→ **Document source**:
——————

- Quelque 37 % des terres côtières au Ghana ont été perdues à cause de l'érosion et des inondations entre 2005 et 2017.
- De violentes ondes de tempête ont inondé plusieurs communautés en 2021, entraînant l'évacuation de milliers de personnes.
- Les recherches révèlent qu'environ 340 millions de personnes dans le monde seront touchées par l'élévation du niveau de la mer causée par le réchauffement climatique d'ici le milieu du siècle. Le gouvernement ghanéen réagit à cette crise grandissante en armant certaines zones côtières avec des digues, mais les chercheurs affirment que le fait de se contenter de digues peut faire plus de mal que de bien.
- Cette histoire a été réalisée avec le soutien du Centre Pulitzer.
ACCRA, Ghana — Des vagues blanches s’entrechoquent là où le fleuve Volta rencontre l’océan Atlantique, près d’Ada Foah. De l’air chaud et tropical flotte au-dessus du littoral ghanéen, mais la hausse des températures s’accompagne d’une élévation du niveau de la mer, ce qui complique les choses pour que l’océan puisse se maintenir à flot.
« La mer a commencé à envahir toute la communauté. Nous étions dévastés », a déclaré Akorli Simon, ancien résident de Fuvemeh. C’était autrefois un village de pêcheurs situé près de la lagune de Keta dans le golfe de Guinée, mais Fuvemeh a été abandonné après que la mer l’a submergé en 2016, emportant les sédiments et transformant la côte en petites îles qui abritent désormais des cochons sauvages et quelques cocotiers. Les habitants de Fuvemeh ont déménagé et Simon vit désormais dans une autre ville appelée Dzakplagbe. Mais Dzakplagbe reste un hameau de bord de mer, et Simon craint que sa nouvelle maison ne subisse le même sort que celle de Fuvemeh.
« Nous avons peur que si le gouvernement ne fait rien, c’est toute la communauté qui disparaîtra, mais pas uniquement la communauté », a confié Simon.
Le littoral constitue environ 7 % de la superficie du Ghana et environ un quart des habitants vivent au bord de la mer. Quelque 37 % des terres côtières au Ghana ont été perdues à cause de l’érosion et des inondations entre 2005 et 2017.
En novembre 2021, près de 4000 personnes du district côtier de Keta, au Ghana, ont été déplacées suite à un raz-de-marée matinal. L’eau s’est infiltrée dans les maisons, inondant les biens des résidents ainsi que leur lit pendant leur sommeil. Le gouvernement a alors présenté un plan visant à construire des structures temporaires pour les personnes déplacées par la tempête. Il a également annoncé des « investissements financiers considérables » dans des projets de protection côtière tels que des digues dans les régions de la Volta, du Centre, de l’Ouest et du Grand Accra, afin d’éviter d’autres dommages que pourrait causer une nouvelle élévation du niveau de la mer.
Cependant, certains chercheurs affirment que les digues peuvent faire plus de mal que de bien et que le gouvernement ghanéen devrait explorer des solutions plus holistes et naturelles pour lutter contre les inondations et l’érosion côtière.

——————

→ **Données**:
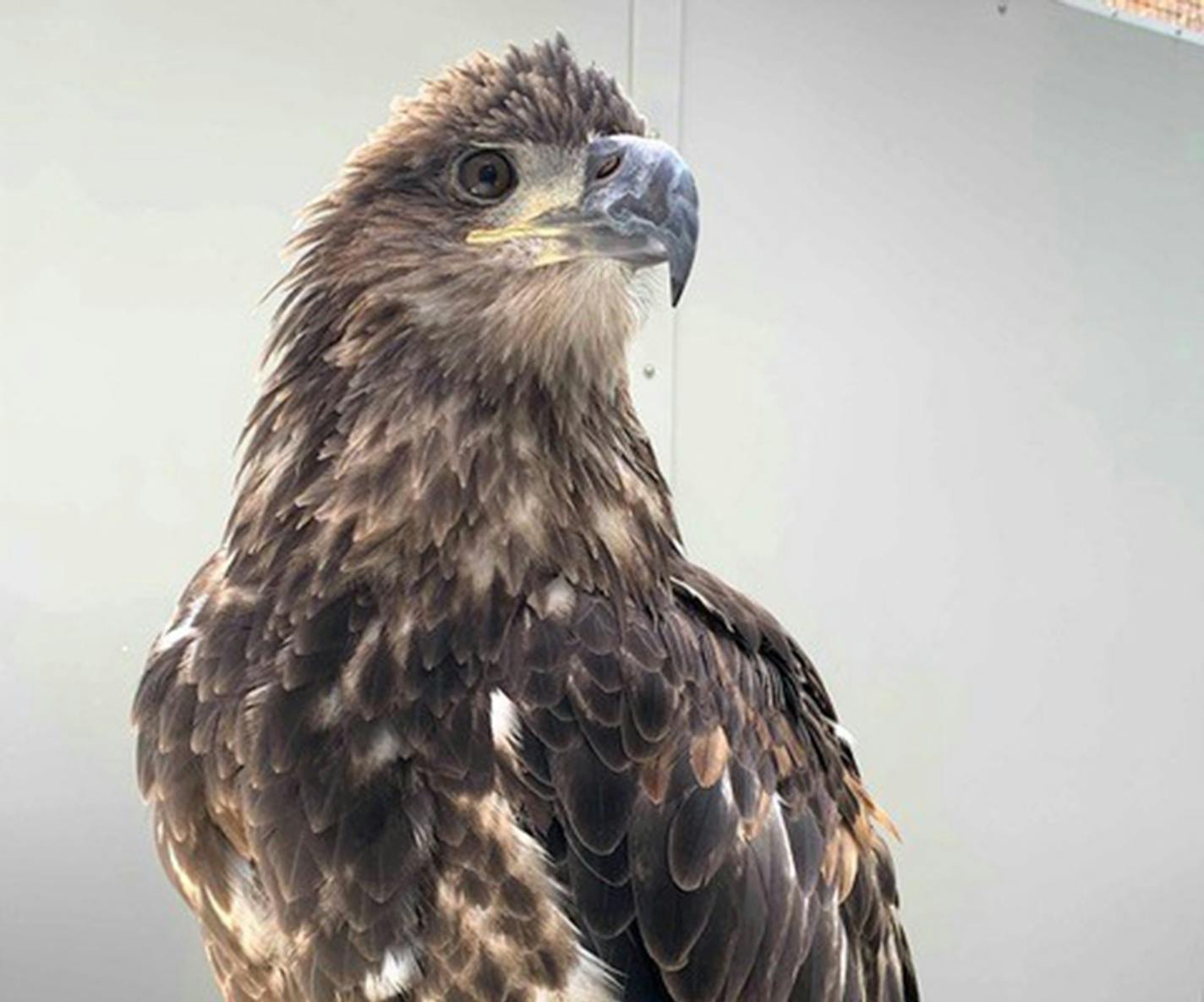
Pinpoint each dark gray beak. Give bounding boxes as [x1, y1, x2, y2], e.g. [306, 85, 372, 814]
[582, 136, 698, 306]
[512, 136, 698, 306]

——————

→ **Objectif**:
Recopiez à l'identique, dans l'article sur l'érosion côtière au Ghana, tout le passage allant de « Le littoral constitue » jusqu'à « l’érosion et des inondations entre 2005 et 2017. ». Les lignes ci-dessus n'ont aucun lien avec l'article.

→ **Réponse attendue**:
Le littoral constitue environ 7 % de la superficie du Ghana et environ un quart des habitants vivent au bord de la mer. Quelque 37 % des terres côtières au Ghana ont été perdues à cause de l’érosion et des inondations entre 2005 et 2017.